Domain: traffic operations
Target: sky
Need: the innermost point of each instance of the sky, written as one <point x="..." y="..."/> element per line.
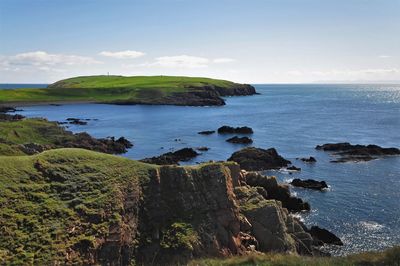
<point x="251" y="41"/>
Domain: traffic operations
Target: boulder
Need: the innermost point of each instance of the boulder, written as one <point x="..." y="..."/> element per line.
<point x="240" y="140"/>
<point x="309" y="183"/>
<point x="168" y="158"/>
<point x="323" y="236"/>
<point x="206" y="132"/>
<point x="256" y="159"/>
<point x="308" y="160"/>
<point x="294" y="168"/>
<point x="235" y="130"/>
<point x="346" y="152"/>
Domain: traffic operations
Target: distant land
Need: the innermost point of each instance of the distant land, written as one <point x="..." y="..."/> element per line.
<point x="152" y="90"/>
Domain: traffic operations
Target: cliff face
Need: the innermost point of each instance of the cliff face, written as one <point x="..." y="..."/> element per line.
<point x="73" y="206"/>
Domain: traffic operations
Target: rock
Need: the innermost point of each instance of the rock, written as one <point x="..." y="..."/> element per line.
<point x="293" y="168"/>
<point x="321" y="235"/>
<point x="240" y="140"/>
<point x="270" y="224"/>
<point x="256" y="159"/>
<point x="233" y="130"/>
<point x="206" y="132"/>
<point x="309" y="183"/>
<point x="347" y="152"/>
<point x="308" y="160"/>
<point x="85" y="141"/>
<point x="276" y="191"/>
<point x="168" y="158"/>
<point x="8" y="117"/>
<point x="76" y="121"/>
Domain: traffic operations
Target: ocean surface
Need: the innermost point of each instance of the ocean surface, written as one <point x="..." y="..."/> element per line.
<point x="362" y="205"/>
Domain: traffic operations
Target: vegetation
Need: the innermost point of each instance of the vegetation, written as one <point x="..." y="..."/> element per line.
<point x="110" y="89"/>
<point x="390" y="257"/>
<point x="61" y="199"/>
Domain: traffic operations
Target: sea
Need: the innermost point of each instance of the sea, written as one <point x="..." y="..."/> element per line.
<point x="362" y="204"/>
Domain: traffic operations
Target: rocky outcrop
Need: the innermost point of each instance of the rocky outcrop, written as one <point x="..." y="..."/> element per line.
<point x="276" y="191"/>
<point x="168" y="158"/>
<point x="235" y="130"/>
<point x="85" y="141"/>
<point x="346" y="152"/>
<point x="240" y="140"/>
<point x="322" y="236"/>
<point x="256" y="159"/>
<point x="206" y="132"/>
<point x="308" y="160"/>
<point x="309" y="183"/>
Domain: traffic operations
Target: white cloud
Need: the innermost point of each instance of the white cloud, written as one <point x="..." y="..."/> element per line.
<point x="128" y="54"/>
<point x="40" y="58"/>
<point x="179" y="61"/>
<point x="223" y="60"/>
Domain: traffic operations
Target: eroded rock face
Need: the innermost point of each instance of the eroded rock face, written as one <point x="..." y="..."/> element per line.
<point x="256" y="159"/>
<point x="201" y="199"/>
<point x="168" y="158"/>
<point x="347" y="152"/>
<point x="276" y="191"/>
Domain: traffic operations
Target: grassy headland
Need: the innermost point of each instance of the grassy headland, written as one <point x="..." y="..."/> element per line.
<point x="129" y="90"/>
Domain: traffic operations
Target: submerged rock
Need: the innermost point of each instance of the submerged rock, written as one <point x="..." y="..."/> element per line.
<point x="347" y="152"/>
<point x="323" y="236"/>
<point x="294" y="168"/>
<point x="309" y="183"/>
<point x="240" y="140"/>
<point x="308" y="160"/>
<point x="256" y="159"/>
<point x="235" y="130"/>
<point x="206" y="132"/>
<point x="168" y="158"/>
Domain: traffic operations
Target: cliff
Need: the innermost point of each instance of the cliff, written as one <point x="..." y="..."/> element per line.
<point x="153" y="90"/>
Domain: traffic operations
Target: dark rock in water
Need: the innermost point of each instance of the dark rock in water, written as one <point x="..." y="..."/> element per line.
<point x="8" y="109"/>
<point x="76" y="121"/>
<point x="256" y="159"/>
<point x="309" y="183"/>
<point x="276" y="191"/>
<point x="234" y="130"/>
<point x="347" y="152"/>
<point x="308" y="160"/>
<point x="206" y="132"/>
<point x="7" y="117"/>
<point x="240" y="140"/>
<point x="106" y="145"/>
<point x="294" y="168"/>
<point x="323" y="236"/>
<point x="168" y="158"/>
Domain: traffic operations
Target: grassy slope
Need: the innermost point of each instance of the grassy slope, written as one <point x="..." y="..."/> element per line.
<point x="109" y="89"/>
<point x="38" y="131"/>
<point x="38" y="214"/>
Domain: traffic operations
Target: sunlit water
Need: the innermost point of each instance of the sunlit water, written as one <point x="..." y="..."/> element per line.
<point x="362" y="205"/>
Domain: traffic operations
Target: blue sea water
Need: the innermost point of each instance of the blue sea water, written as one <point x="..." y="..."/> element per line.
<point x="362" y="205"/>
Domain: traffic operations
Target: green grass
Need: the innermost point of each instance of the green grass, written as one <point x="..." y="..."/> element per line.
<point x="109" y="89"/>
<point x="60" y="199"/>
<point x="389" y="257"/>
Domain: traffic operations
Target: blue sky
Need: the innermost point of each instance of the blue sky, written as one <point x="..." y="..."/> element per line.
<point x="254" y="41"/>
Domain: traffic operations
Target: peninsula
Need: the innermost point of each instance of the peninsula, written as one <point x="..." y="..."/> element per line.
<point x="152" y="90"/>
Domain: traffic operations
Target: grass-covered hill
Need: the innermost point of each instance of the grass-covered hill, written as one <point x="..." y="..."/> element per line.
<point x="130" y="90"/>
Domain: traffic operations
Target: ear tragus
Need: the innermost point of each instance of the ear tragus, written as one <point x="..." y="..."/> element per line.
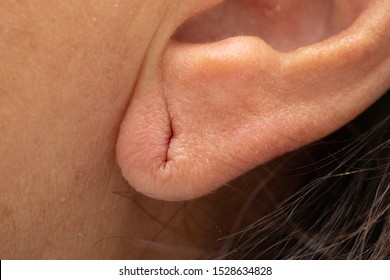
<point x="211" y="111"/>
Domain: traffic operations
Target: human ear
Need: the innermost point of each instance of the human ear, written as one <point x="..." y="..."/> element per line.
<point x="216" y="105"/>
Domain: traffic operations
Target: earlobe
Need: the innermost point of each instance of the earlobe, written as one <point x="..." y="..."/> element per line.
<point x="212" y="111"/>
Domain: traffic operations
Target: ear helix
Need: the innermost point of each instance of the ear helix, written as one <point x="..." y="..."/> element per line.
<point x="210" y="112"/>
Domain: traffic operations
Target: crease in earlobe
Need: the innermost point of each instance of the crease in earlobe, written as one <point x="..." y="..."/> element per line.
<point x="209" y="112"/>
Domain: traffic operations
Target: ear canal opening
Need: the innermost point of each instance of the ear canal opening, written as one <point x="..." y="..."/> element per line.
<point x="283" y="24"/>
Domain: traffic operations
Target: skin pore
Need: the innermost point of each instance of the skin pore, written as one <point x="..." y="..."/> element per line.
<point x="68" y="74"/>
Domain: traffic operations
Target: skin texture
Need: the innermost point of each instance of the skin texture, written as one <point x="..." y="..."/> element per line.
<point x="77" y="75"/>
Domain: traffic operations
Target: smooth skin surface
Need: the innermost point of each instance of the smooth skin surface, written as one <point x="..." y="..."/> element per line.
<point x="71" y="74"/>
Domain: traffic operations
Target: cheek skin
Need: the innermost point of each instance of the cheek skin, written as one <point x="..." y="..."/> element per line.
<point x="66" y="77"/>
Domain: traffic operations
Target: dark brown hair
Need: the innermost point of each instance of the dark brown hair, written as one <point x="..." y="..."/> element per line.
<point x="341" y="209"/>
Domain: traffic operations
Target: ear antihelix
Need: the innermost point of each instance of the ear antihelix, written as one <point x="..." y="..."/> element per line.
<point x="211" y="111"/>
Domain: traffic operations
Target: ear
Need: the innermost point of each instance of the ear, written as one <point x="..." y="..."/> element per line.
<point x="216" y="105"/>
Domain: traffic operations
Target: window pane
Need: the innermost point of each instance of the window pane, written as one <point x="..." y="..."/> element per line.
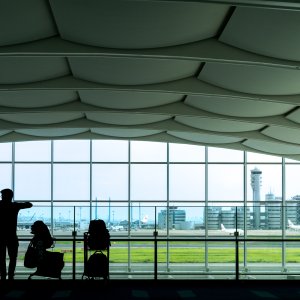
<point x="71" y="182"/>
<point x="110" y="181"/>
<point x="148" y="152"/>
<point x="110" y="151"/>
<point x="264" y="188"/>
<point x="225" y="182"/>
<point x="32" y="182"/>
<point x="258" y="157"/>
<point x="292" y="180"/>
<point x="187" y="182"/>
<point x="5" y="176"/>
<point x="5" y="151"/>
<point x="271" y="181"/>
<point x="186" y="153"/>
<point x="224" y="155"/>
<point x="148" y="182"/>
<point x="71" y="150"/>
<point x="33" y="151"/>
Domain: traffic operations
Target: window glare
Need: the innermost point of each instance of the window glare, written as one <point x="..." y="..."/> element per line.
<point x="186" y="153"/>
<point x="74" y="150"/>
<point x="110" y="150"/>
<point x="148" y="151"/>
<point x="224" y="155"/>
<point x="33" y="151"/>
<point x="5" y="151"/>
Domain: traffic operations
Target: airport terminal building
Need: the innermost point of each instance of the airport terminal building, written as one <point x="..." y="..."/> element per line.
<point x="176" y="122"/>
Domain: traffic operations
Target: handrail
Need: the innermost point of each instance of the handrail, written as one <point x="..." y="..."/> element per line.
<point x="157" y="239"/>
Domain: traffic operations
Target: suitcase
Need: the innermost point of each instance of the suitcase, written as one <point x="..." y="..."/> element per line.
<point x="96" y="262"/>
<point x="51" y="266"/>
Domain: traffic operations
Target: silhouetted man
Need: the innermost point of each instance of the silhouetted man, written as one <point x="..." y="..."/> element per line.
<point x="8" y="232"/>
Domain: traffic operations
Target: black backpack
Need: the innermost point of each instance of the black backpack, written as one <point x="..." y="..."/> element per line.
<point x="98" y="236"/>
<point x="97" y="265"/>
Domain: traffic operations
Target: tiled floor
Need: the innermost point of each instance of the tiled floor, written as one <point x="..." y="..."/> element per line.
<point x="137" y="290"/>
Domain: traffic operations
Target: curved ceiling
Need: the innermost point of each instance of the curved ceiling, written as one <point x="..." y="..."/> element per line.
<point x="219" y="73"/>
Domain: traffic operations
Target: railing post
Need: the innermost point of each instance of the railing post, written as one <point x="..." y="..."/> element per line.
<point x="155" y="233"/>
<point x="236" y="234"/>
<point x="74" y="254"/>
<point x="237" y="271"/>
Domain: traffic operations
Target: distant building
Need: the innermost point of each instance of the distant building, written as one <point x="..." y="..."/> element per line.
<point x="256" y="184"/>
<point x="213" y="217"/>
<point x="175" y="218"/>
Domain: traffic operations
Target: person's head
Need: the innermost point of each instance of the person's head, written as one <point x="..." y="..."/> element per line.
<point x="39" y="227"/>
<point x="41" y="232"/>
<point x="7" y="195"/>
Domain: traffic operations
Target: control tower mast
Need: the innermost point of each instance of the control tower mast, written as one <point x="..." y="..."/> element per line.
<point x="256" y="184"/>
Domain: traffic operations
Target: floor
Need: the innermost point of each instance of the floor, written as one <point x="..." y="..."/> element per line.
<point x="147" y="289"/>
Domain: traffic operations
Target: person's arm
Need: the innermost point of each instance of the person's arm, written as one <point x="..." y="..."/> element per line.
<point x="23" y="205"/>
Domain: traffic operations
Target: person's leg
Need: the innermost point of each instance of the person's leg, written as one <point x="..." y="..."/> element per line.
<point x="3" y="260"/>
<point x="12" y="253"/>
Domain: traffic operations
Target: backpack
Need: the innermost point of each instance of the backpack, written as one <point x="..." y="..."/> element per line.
<point x="97" y="265"/>
<point x="98" y="236"/>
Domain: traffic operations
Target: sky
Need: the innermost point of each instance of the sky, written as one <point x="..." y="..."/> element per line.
<point x="148" y="176"/>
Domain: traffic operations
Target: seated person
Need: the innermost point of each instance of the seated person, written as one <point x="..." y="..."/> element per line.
<point x="42" y="238"/>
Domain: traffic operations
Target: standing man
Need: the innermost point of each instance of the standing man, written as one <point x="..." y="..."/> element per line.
<point x="8" y="232"/>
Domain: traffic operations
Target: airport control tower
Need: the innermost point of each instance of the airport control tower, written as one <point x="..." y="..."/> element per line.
<point x="256" y="184"/>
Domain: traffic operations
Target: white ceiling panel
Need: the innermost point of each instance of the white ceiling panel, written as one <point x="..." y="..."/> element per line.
<point x="136" y="24"/>
<point x="36" y="99"/>
<point x="252" y="79"/>
<point x="31" y="69"/>
<point x="269" y="32"/>
<point x="124" y="133"/>
<point x="25" y="21"/>
<point x="52" y="133"/>
<point x="127" y="99"/>
<point x="237" y="106"/>
<point x="217" y="125"/>
<point x="41" y="118"/>
<point x="283" y="134"/>
<point x="204" y="138"/>
<point x="125" y="118"/>
<point x="131" y="71"/>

++++++++

#### Exercise description:
Repeat, without pictures, exactly the lines of the data above from the one containing "Target: ear canal opening" through the one containing "Target: window glare", including both and adding nothing.

#### Exercise solution:
Target: ear canal opening
Need: the innermost point of each instance of the ear canal opening, written as one <point x="..." y="..."/> element per line.
<point x="283" y="24"/>
Domain: traffic operations
Target: skin pore
Need: the innermost point of each instance of the skin pore, written as one <point x="..." y="..."/> element per line.
<point x="68" y="74"/>
Domain: traffic operations
Target: skin texture
Need: the innermost point of each instance of the skin texture, written as one <point x="..." y="..."/> element per line.
<point x="77" y="75"/>
Domain: traffic operations
Target: smooth skin surface
Need: the innermost point of each instance of the smooth skin surface, written as one <point x="..." y="..."/> element per line.
<point x="71" y="74"/>
Domain: traffic operations
Target: cheek skin
Need: the innermost point of each instance of the cheek skin, written as one <point x="..." y="..."/> element per line.
<point x="66" y="77"/>
Domain: traffic operations
Target: dark brown hair
Need: the innermost point of each instance of the dark brown hair, written as one <point x="..." y="..."/> element per line.
<point x="341" y="209"/>
Domain: traffic operations
Target: ear antihelix
Need: the innermost point of each instance of the ear antihelix, written as one <point x="..." y="..."/> element per line.
<point x="211" y="111"/>
Domain: traffic operations
Target: ear
Need: the innermost point of each instance of the ear, written as one <point x="..." y="..."/> element per line.
<point x="216" y="105"/>
Domain: traffic operations
Target: window pane
Need: the innermost point of each instance of the window pane, written as one <point x="..." y="..."/> element per line.
<point x="71" y="182"/>
<point x="110" y="181"/>
<point x="148" y="152"/>
<point x="110" y="151"/>
<point x="264" y="188"/>
<point x="225" y="182"/>
<point x="32" y="182"/>
<point x="258" y="157"/>
<point x="292" y="180"/>
<point x="187" y="182"/>
<point x="5" y="176"/>
<point x="5" y="151"/>
<point x="271" y="181"/>
<point x="186" y="153"/>
<point x="224" y="155"/>
<point x="148" y="182"/>
<point x="71" y="150"/>
<point x="33" y="151"/>
Domain: traffic operations
Target: window glare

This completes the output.